» Task requirements
Reproduce every one of the items below word for word, leaving nothing out.

» Records supplied

-------

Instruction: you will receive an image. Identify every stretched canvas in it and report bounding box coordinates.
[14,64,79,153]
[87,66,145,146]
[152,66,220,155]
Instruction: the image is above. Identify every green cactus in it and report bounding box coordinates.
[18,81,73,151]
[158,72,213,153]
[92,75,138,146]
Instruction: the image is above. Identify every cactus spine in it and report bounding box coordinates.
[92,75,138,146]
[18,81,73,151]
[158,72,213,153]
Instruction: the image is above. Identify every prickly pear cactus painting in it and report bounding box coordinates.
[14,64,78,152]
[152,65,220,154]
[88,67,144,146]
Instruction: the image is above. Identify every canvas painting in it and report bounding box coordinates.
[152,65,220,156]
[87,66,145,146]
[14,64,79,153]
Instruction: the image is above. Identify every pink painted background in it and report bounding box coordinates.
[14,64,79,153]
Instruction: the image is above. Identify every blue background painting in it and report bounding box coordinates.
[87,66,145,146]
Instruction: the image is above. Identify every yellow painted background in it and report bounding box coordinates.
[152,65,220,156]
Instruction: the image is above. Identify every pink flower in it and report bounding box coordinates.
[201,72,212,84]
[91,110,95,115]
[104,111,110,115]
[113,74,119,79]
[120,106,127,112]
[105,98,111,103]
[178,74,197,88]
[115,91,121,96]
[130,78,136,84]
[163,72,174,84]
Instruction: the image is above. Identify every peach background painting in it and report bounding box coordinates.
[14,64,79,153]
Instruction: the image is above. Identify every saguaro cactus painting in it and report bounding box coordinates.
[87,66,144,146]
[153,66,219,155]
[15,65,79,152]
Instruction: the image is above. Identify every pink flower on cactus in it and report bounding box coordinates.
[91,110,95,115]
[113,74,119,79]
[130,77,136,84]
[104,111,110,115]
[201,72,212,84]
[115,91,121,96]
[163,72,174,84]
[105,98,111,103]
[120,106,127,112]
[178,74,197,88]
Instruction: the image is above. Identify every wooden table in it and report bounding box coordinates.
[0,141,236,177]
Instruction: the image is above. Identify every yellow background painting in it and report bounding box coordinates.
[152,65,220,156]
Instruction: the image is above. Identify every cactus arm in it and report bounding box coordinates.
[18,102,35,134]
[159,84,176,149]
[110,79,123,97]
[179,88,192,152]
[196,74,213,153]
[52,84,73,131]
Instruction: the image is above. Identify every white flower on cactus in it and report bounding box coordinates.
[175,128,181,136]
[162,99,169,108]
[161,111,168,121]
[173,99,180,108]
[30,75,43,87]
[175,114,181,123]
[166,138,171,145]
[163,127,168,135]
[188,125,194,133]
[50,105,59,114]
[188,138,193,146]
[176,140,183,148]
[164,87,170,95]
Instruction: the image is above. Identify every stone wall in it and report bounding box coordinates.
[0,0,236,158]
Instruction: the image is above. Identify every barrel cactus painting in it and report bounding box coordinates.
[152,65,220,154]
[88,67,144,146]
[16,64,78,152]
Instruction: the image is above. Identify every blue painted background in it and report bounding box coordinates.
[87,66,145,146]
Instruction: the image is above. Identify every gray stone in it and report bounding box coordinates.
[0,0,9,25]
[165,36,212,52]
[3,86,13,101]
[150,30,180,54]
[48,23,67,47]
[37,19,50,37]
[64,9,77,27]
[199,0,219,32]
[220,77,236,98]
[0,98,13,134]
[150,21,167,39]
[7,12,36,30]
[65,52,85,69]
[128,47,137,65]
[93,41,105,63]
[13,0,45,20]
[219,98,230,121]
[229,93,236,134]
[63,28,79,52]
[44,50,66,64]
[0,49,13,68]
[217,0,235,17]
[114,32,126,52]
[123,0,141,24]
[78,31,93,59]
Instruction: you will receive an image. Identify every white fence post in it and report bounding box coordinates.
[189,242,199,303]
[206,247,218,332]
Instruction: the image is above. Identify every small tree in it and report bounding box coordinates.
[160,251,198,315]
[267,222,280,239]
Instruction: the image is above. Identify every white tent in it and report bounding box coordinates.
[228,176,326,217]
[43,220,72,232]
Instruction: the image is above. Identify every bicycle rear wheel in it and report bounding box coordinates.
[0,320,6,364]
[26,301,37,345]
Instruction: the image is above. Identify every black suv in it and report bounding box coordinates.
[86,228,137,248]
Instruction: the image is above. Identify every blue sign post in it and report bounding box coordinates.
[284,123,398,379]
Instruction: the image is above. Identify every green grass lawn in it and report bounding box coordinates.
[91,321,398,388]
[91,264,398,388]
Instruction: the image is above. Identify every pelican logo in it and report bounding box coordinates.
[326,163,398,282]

-------

» Task solution
Instruction: you will receive an image. Identify every stretched canvas in it and report bounding box coordinates.
[14,64,79,153]
[87,66,145,146]
[152,66,220,155]
Instruction: the image is above. Identify every green cactus in it and report bounding box coordinates.
[18,81,73,151]
[158,72,213,153]
[92,75,138,146]
Instruction: the image is above. Identify every cactus spine in it and report bounding box coordinates.
[92,75,138,146]
[18,81,73,151]
[158,72,213,153]
Instruction: the image is above. Identify every prickly pear cactus painting in it and report bounding box coordinates.
[14,64,78,152]
[152,65,220,154]
[88,67,144,146]
Instruction: the image is above. Identify every canvas painting in it and report bounding box coordinates.
[152,65,220,156]
[87,66,145,146]
[14,64,79,153]
Instruction: the image is above. Identify every pink painted background in it and report bounding box coordinates.
[14,64,79,153]
Instruction: the image is above. Identify every blue background painting in it and report bounding box coordinates.
[87,66,145,146]
Instruction: the image is above. Identify every yellow painted background in it and report bounding box coordinates.
[152,65,220,156]
Instruction: the image is above. Identify every pink flower in it and report bounding box coordinates.
[201,72,212,84]
[91,110,95,115]
[104,111,110,115]
[113,74,119,79]
[120,106,127,112]
[105,98,111,103]
[178,74,197,88]
[115,91,121,96]
[130,78,136,84]
[163,72,174,84]
Instruction: the image is above. Identify every peach background painting in it and report bounding box coordinates.
[14,64,79,153]
Instruction: the image is above. Identify every saguaro cactus painting in it and report bounding box coordinates.
[87,66,144,146]
[153,66,219,155]
[15,65,79,152]
Instruction: the image is above. Identify every pink flower on cactus in it and report bounding box coordinates.
[91,110,95,115]
[113,74,119,79]
[130,77,136,84]
[104,111,110,115]
[201,72,212,84]
[115,91,121,96]
[163,72,174,84]
[105,98,111,103]
[120,106,127,112]
[178,74,197,88]
Instruction: the image is above. Identify every wooden table in it and report bounding box coordinates.
[0,141,236,177]
Instruction: the image is above. Identify every yellow background painting in it and report bounding box coordinates.
[152,65,220,156]
Instruction: the image is above. Identify every cactus arm in it and report bounding box coordinates.
[18,102,35,134]
[159,84,176,149]
[110,79,123,97]
[179,88,192,152]
[196,74,213,153]
[52,84,73,131]
Instruction: the image is above. Identify every white flower on cactus in it and report bounding box coordinates.
[175,128,181,136]
[162,99,169,108]
[161,111,168,121]
[173,99,180,108]
[30,75,43,87]
[175,114,181,123]
[166,138,171,145]
[163,127,168,135]
[188,125,194,133]
[50,105,59,114]
[188,138,193,146]
[176,140,183,148]
[164,87,170,95]
Instruction: the image is above. Identify every stone wall in it and report bounding box coordinates.
[0,0,236,158]
Instruction: the image is above. Identify every barrel cactus painting in it and report bounding box coordinates.
[152,65,220,154]
[88,67,144,146]
[16,64,78,152]
Instruction: the image is above. Identify every blue painted background in it and report bounding box coordinates.
[87,66,145,146]
Instruction: the image is above. Identify every gray stone in it and report bounding box coordinates.
[0,0,9,25]
[165,36,212,52]
[3,86,13,101]
[150,30,180,54]
[48,23,67,47]
[37,19,50,37]
[64,9,77,27]
[199,0,219,32]
[220,77,236,98]
[0,98,13,134]
[150,21,167,39]
[7,12,36,30]
[65,52,85,69]
[128,47,137,65]
[93,41,105,63]
[13,0,45,20]
[219,98,230,121]
[229,93,236,134]
[63,28,79,52]
[44,50,66,64]
[0,49,13,68]
[217,0,235,17]
[114,32,126,52]
[123,0,141,24]
[78,31,93,59]
Instruction: you will receive an image. Identify every white fence post in it and report bounding box coordinates.
[189,242,199,303]
[206,247,218,332]
Instruction: the image is above. Identify every small tree in it and report bounding box coordinates.
[160,251,198,315]
[267,222,280,239]
Instruction: the image is above. Identify every white tent in it and report bounding box coordinates.
[228,176,326,217]
[43,220,72,232]
Instruction: the image is above. Identify every bicycle rear wheel in it and report bounding box coordinates.
[0,320,6,364]
[26,301,37,345]
Instruction: the image is above. Identify every black suv in it and report bounding box coordinates.
[86,228,137,248]
Instruction: the image is above. Identify every blue sign post in it and report bounding box coordinates.
[284,123,398,379]
Instruction: the image is above. Identify every green grass lawn in it and report bounding box coordinates.
[91,321,398,388]
[91,264,398,388]
Instruction: the image is above. Identify every pelican logo in it and report bounding box coordinates.
[326,163,398,282]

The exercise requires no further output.